→ Description of the task
Can you lay out the listing, from the line with "Target: rosette of leaves" through the end, as a two-column CSV with the headers text and answer? Give one row per text-and-answer pair, with each value in a single quoted field and its line breaks turned into spaces.

→ Task material
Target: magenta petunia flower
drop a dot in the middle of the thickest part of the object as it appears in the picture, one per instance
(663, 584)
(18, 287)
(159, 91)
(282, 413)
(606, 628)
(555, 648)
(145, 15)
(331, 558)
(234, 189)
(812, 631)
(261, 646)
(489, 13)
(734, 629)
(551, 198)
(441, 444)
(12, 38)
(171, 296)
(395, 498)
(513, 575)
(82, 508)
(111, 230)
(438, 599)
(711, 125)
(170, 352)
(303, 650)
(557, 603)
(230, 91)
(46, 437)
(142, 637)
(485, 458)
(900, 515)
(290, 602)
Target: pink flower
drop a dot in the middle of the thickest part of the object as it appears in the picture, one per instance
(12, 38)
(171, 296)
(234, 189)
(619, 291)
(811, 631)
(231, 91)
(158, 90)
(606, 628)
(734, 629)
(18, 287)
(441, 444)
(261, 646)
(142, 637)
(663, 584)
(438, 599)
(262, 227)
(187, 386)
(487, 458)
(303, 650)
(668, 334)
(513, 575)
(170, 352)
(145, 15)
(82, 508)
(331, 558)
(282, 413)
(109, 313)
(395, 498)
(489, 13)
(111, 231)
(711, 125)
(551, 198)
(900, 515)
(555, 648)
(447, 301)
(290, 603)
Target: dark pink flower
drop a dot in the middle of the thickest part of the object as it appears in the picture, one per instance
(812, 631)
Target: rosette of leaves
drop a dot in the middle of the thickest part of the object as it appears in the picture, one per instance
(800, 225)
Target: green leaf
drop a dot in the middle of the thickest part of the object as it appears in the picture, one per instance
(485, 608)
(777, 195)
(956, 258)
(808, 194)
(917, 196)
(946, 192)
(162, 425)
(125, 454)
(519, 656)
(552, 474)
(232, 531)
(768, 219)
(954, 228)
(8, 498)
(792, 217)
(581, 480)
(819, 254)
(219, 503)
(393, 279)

→ Response to the task
text,answer
"Target: rosette of leaves drop a dot in the middle of the thickest part of the object as it appears in the picture, one per instance","(800, 225)"
"Target: green leaf drop a dot in the middle of the thickest part of the object as it appears in the picture, one per instance","(485, 608) (777, 195) (956, 258) (808, 194) (917, 196) (946, 192) (162, 425) (125, 454) (519, 656) (552, 474) (232, 531) (768, 219) (954, 228) (8, 498) (792, 217) (581, 480) (819, 254) (219, 503) (393, 279)"